- [SUPPLIED MATERIAL]:
◇ ◇ ◇ ◇ ◇ ◇ ◇

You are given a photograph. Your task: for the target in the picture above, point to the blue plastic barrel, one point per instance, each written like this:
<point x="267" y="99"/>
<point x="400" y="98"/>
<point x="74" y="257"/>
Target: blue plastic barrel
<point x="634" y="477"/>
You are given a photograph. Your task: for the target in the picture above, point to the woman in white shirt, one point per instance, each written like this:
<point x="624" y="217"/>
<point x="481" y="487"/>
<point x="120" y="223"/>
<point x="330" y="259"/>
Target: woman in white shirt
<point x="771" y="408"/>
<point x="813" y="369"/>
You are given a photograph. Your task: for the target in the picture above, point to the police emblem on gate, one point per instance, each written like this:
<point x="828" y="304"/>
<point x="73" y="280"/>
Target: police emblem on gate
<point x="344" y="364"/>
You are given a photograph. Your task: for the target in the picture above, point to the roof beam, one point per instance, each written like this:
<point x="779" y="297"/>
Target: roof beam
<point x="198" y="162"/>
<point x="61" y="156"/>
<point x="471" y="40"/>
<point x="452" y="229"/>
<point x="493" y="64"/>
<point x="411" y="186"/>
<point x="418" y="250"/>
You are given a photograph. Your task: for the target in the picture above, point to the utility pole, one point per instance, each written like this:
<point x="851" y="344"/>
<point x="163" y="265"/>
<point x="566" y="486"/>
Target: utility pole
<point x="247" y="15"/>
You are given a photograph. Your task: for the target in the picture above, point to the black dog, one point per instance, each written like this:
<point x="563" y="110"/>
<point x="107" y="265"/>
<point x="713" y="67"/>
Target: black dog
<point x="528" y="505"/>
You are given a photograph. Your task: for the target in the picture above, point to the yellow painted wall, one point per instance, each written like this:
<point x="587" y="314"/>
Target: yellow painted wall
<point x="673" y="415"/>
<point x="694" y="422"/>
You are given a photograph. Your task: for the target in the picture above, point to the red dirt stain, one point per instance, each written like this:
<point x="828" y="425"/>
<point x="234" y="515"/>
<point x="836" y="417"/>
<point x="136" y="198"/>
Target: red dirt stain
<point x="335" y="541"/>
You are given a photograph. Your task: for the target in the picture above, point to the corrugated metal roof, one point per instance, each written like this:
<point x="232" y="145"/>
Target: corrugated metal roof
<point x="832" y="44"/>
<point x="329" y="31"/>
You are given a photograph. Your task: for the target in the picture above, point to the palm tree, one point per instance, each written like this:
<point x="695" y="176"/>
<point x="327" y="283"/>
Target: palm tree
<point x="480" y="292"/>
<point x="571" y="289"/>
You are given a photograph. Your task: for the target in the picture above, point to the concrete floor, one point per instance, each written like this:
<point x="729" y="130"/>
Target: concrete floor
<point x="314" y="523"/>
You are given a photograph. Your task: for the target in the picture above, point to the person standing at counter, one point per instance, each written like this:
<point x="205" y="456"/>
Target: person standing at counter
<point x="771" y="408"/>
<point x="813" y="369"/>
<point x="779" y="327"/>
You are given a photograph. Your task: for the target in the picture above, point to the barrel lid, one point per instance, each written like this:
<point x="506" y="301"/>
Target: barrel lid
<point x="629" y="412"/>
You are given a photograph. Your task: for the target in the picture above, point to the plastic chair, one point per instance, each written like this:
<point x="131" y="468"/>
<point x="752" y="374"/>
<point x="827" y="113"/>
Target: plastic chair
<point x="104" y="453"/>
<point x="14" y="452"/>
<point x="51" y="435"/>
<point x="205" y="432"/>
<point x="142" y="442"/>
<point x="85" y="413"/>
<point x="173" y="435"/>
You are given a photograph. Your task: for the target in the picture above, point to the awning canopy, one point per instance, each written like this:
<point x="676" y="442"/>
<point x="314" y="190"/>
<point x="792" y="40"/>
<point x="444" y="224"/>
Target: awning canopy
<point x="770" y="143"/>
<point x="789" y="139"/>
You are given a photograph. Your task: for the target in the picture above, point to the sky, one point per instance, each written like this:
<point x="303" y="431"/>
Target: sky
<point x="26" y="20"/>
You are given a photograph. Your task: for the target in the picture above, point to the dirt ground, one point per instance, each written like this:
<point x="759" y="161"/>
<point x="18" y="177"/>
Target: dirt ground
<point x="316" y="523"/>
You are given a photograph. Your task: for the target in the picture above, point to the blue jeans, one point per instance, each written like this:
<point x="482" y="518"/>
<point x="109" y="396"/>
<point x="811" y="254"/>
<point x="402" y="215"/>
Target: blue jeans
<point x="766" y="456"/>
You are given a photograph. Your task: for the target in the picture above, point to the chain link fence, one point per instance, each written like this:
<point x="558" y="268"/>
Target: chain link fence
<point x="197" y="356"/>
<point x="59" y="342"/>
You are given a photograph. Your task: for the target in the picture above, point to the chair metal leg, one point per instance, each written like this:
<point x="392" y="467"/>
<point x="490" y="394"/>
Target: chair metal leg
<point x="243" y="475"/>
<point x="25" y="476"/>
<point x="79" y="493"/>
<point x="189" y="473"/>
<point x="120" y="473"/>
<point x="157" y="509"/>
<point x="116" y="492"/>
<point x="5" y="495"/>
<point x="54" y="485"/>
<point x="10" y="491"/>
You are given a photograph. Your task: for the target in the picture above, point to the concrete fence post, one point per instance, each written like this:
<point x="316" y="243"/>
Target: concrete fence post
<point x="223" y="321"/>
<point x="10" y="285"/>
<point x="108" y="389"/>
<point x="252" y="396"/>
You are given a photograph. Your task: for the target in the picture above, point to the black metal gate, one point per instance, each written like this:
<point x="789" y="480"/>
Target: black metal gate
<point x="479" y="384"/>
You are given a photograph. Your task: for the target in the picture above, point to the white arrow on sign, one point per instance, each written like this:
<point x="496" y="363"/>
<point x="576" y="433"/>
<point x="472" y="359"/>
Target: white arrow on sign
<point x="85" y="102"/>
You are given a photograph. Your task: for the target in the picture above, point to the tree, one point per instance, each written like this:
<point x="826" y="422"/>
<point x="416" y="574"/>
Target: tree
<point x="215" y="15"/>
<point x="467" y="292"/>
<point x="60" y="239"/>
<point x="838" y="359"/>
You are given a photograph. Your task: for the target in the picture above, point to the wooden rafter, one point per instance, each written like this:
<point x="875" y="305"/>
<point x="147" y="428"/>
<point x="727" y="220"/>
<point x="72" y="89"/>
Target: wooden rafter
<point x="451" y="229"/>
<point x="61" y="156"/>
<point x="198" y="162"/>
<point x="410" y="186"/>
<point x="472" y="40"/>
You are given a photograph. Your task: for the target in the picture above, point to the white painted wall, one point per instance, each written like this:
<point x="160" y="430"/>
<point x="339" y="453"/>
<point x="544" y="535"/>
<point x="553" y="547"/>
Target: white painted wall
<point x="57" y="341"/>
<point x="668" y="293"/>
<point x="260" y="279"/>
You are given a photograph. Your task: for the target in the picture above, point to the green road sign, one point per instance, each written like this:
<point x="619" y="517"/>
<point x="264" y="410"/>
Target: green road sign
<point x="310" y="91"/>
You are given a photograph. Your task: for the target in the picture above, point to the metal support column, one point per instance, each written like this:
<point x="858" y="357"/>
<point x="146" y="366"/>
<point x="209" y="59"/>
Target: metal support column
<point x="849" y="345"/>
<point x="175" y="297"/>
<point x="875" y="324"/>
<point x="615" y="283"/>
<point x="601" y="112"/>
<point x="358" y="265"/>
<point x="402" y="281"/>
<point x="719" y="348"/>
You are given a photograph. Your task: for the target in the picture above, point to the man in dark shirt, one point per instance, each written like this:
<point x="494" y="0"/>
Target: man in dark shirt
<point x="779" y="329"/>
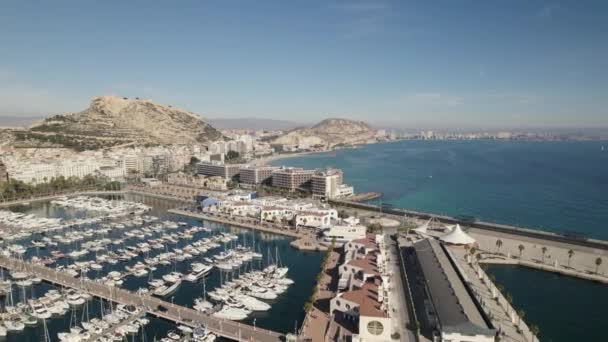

◇ ◇ ◇ ◇ ◇ ◇ ◇

- [STATED EXERCISE]:
Copy all of the records above word for word, leaving out the pictures.

- [EXERCISE SOLUTION]:
You are given a photograph. Your task: for the target in the picture above, point to the blue plastic barrel, one point per instance, each written like this:
<point x="267" y="99"/>
<point x="400" y="98"/>
<point x="74" y="257"/>
Target: blue plastic barrel
<point x="634" y="477"/>
You are given a photograph. Your task: for the target in the picture above, point to the woman in white shirt, one point per instance, each written like this:
<point x="624" y="217"/>
<point x="481" y="487"/>
<point x="120" y="223"/>
<point x="330" y="259"/>
Target: woman in white shirt
<point x="771" y="408"/>
<point x="813" y="369"/>
You are given a photograph. Your task: for the target in the picture above, point to the police emblem on gate, one point per instance, each written like this:
<point x="828" y="304"/>
<point x="73" y="280"/>
Target: police emblem on gate
<point x="344" y="364"/>
You are given a photograph. Your task: for the target in the picture above, point to the roof beam, one point per instance, each written like this:
<point x="779" y="297"/>
Target: roof beam
<point x="198" y="162"/>
<point x="61" y="156"/>
<point x="471" y="40"/>
<point x="452" y="229"/>
<point x="493" y="64"/>
<point x="411" y="186"/>
<point x="418" y="250"/>
You are given a photograph. Your task: for the target in the picture above, point to the utility pole, one point per instance, each written like this:
<point x="851" y="344"/>
<point x="163" y="265"/>
<point x="566" y="486"/>
Target: utility pole
<point x="247" y="15"/>
You are given a photograph. Your task: for the target in the picture above, point to the black dog, one point per instance, each written like this:
<point x="563" y="110"/>
<point x="107" y="265"/>
<point x="713" y="67"/>
Target: black dog
<point x="528" y="505"/>
You are given a photograph. Your task: for the target in the picture above, point to the yellow painted wall, one point per instance, each written like this:
<point x="587" y="314"/>
Target: yellow painted wall
<point x="673" y="415"/>
<point x="694" y="422"/>
You are given a photograph. Your task: for the target in the picture above, point to the red dirt stain, one point per instance, each written like this:
<point x="828" y="425"/>
<point x="234" y="515"/>
<point x="836" y="417"/>
<point x="136" y="198"/>
Target: red dirt stain
<point x="335" y="541"/>
You are given a photograph. Your task: for the target in the picture above, point to the corrugated metal roof, one point per instance, each written like this:
<point x="232" y="145"/>
Target: corrugated metal roof
<point x="832" y="44"/>
<point x="329" y="31"/>
You are given a photograph. Your task: for the target in the picture above, point to the palm tree, one point per instance, each written like this:
<point x="695" y="176"/>
<point x="327" y="283"/>
Target: palm tree
<point x="480" y="292"/>
<point x="571" y="289"/>
You are given a photograph. Your task: for the target in the picture above, point to the concrete floor, one point per instance, each written like this:
<point x="729" y="130"/>
Target: concrete floor
<point x="314" y="523"/>
You are given a photograph. Your task: for the target in the picture above, point to the person standing at counter, one point per instance, each written like this:
<point x="205" y="456"/>
Target: person standing at counter
<point x="771" y="408"/>
<point x="813" y="369"/>
<point x="779" y="327"/>
You are given a photograph. Your task: for the target in the picture above, point to the barrel lid, one point per instance, each written like this:
<point x="506" y="301"/>
Target: barrel lid
<point x="629" y="412"/>
You are given a photograph. Your task: for the target in the picture above, point to the plastic chair, one point per instance, each written like this:
<point x="131" y="468"/>
<point x="752" y="374"/>
<point x="827" y="113"/>
Target: plastic chair
<point x="104" y="453"/>
<point x="14" y="452"/>
<point x="51" y="435"/>
<point x="205" y="432"/>
<point x="142" y="442"/>
<point x="85" y="413"/>
<point x="173" y="435"/>
You are given a photograph. Your task: for the target in the picture above, point to the awning canopy, one point per instance, each written like this:
<point x="676" y="442"/>
<point x="314" y="190"/>
<point x="792" y="40"/>
<point x="444" y="224"/>
Target: awning canopy
<point x="770" y="143"/>
<point x="789" y="139"/>
You are given a photograph. Your task: for the target in the picture above, point to the sky, one point per instance, each written like this:
<point x="303" y="431"/>
Target: sky
<point x="26" y="20"/>
You are given a photograph. Your task: for the target in the picture above, point to the dirt ground, one point per instance, each written like this:
<point x="759" y="161"/>
<point x="18" y="177"/>
Target: dirt ground
<point x="316" y="523"/>
You are given a photograph. Your task: for the target in the picture above, point to the blue jeans, one point per instance, each written like this:
<point x="482" y="518"/>
<point x="109" y="396"/>
<point x="811" y="254"/>
<point x="402" y="215"/>
Target: blue jeans
<point x="766" y="456"/>
You are given a photograph. Your task: for the target in the picture above, point to the chain link fence, one point per instance, each written like this:
<point x="558" y="268"/>
Target: chain link fence
<point x="197" y="356"/>
<point x="59" y="342"/>
You are given a photograph. Your task: for the target in the picture above, point to the chair metal leg, one point per instance, each written like this:
<point x="392" y="467"/>
<point x="490" y="394"/>
Target: chair metal leg
<point x="243" y="475"/>
<point x="25" y="476"/>
<point x="79" y="493"/>
<point x="189" y="473"/>
<point x="120" y="473"/>
<point x="157" y="509"/>
<point x="116" y="492"/>
<point x="5" y="495"/>
<point x="54" y="485"/>
<point x="10" y="491"/>
You are given a photograph. Your task: for the target in the picture above, point to the concrete fence post, one point per instance, each written like this:
<point x="316" y="243"/>
Target: concrete fence post
<point x="223" y="321"/>
<point x="10" y="285"/>
<point x="108" y="389"/>
<point x="252" y="396"/>
You are given a photograph. Your task: for the target in the picture above, point to the black metal gate, one point per instance, each written like this:
<point x="789" y="480"/>
Target: black metal gate
<point x="479" y="384"/>
You are given a photograph. Your task: for the target in the picture above, point to the white arrow on sign, one point per instance, each written like this:
<point x="496" y="363"/>
<point x="576" y="433"/>
<point x="472" y="359"/>
Target: white arrow on sign
<point x="85" y="102"/>
You are given a photograph. Your task: for the target in the picture above, point to the tree, one point per instance, each written like this:
<point x="826" y="422"/>
<point x="416" y="574"/>
Target: tree
<point x="215" y="15"/>
<point x="467" y="292"/>
<point x="60" y="239"/>
<point x="838" y="359"/>
You are given a photograph. Your task: for the target in the picture above, point to the wooden rafter, one point per instance, each written like this:
<point x="875" y="305"/>
<point x="147" y="428"/>
<point x="727" y="220"/>
<point x="72" y="89"/>
Target: wooden rafter
<point x="451" y="229"/>
<point x="61" y="156"/>
<point x="198" y="162"/>
<point x="410" y="186"/>
<point x="472" y="40"/>
You are given a photograph. Your task: for the target in the picture above, point to the white painted wall, one point per instance, each written like this:
<point x="160" y="430"/>
<point x="339" y="453"/>
<point x="544" y="535"/>
<point x="553" y="547"/>
Target: white painted wall
<point x="57" y="341"/>
<point x="668" y="293"/>
<point x="260" y="279"/>
You are given a photograph. Your task: for the target in the picture above, point to the green road sign, one point per instance, each written like this:
<point x="619" y="517"/>
<point x="264" y="410"/>
Target: green road sign
<point x="310" y="91"/>
You are given a photograph. Your task: for the target in the picture above, point to the metal support column, one point per instance, each written like this:
<point x="858" y="357"/>
<point x="146" y="366"/>
<point x="209" y="59"/>
Target: metal support column
<point x="849" y="345"/>
<point x="175" y="297"/>
<point x="875" y="324"/>
<point x="615" y="283"/>
<point x="601" y="112"/>
<point x="358" y="265"/>
<point x="402" y="281"/>
<point x="719" y="348"/>
You are given a photograph. Your task: for the target in the picture above, point to the man in dark shirt, one point per instance, each written like this:
<point x="494" y="0"/>
Target: man in dark shirt
<point x="779" y="329"/>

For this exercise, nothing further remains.